▶ Task requirements: Only the line containing "495V597L820 621L815 613L819" and those after it, up to the end of the records below, are to be set down, exactly as written.

'''

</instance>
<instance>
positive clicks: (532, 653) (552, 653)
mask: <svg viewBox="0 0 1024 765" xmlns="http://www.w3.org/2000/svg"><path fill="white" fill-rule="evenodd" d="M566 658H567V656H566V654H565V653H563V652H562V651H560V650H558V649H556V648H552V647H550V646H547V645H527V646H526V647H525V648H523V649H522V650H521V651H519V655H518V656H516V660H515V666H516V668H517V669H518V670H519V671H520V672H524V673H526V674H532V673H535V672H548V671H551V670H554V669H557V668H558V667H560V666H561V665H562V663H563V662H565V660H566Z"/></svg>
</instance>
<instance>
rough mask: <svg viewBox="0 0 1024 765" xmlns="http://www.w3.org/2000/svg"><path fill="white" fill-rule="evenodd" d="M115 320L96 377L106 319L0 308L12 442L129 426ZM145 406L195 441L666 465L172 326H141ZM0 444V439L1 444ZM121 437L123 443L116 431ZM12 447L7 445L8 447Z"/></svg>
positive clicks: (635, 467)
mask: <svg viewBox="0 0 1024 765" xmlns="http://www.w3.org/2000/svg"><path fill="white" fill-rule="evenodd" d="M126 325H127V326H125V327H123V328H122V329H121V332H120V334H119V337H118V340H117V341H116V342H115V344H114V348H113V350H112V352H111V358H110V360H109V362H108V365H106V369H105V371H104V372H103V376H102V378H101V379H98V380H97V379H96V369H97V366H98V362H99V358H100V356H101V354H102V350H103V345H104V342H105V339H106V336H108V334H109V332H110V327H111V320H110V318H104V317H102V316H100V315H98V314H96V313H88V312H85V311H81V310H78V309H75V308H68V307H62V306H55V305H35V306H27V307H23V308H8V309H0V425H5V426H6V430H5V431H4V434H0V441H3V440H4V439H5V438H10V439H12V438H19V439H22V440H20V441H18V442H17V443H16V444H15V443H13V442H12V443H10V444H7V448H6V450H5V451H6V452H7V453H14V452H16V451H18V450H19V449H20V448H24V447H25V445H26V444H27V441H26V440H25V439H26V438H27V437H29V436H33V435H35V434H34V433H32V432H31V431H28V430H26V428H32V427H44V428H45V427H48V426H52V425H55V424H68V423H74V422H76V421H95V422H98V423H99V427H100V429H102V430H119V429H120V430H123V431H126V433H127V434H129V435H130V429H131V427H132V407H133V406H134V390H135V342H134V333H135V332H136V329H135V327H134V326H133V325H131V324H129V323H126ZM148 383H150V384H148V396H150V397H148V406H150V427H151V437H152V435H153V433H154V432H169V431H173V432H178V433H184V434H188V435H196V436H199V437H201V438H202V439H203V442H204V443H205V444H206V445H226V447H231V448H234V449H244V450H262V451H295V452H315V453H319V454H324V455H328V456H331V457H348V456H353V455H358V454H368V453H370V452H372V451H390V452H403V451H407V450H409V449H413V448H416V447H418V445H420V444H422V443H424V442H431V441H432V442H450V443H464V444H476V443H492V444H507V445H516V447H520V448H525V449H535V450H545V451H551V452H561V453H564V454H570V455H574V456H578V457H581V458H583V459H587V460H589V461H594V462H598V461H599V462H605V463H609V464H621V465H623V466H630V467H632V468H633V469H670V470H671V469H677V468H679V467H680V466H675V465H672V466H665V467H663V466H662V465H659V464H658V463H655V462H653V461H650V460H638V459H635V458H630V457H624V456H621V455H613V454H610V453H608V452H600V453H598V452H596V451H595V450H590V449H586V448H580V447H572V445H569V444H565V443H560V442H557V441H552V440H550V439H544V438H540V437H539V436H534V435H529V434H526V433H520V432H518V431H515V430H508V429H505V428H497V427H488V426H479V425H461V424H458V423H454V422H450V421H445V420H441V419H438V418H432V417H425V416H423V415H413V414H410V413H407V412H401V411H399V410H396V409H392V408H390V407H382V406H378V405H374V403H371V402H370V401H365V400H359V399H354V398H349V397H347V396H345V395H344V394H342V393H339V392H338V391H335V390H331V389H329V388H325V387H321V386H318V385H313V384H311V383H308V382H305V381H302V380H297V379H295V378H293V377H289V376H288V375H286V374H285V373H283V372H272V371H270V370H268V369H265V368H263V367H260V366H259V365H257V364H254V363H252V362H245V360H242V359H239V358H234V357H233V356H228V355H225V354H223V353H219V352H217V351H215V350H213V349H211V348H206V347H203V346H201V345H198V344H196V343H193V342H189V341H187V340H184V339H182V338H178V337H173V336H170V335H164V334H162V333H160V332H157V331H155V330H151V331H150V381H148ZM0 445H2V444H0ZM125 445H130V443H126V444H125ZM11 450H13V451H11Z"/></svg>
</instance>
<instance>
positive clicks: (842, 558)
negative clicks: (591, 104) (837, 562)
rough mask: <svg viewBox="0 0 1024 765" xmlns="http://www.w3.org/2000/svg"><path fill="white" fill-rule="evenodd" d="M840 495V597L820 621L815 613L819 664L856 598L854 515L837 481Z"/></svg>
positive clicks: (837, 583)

'''

▶ Written answer:
rough mask: <svg viewBox="0 0 1024 765" xmlns="http://www.w3.org/2000/svg"><path fill="white" fill-rule="evenodd" d="M840 495V597L820 621L815 613L819 664L856 598L854 515L837 481Z"/></svg>
positive clicks: (837, 583)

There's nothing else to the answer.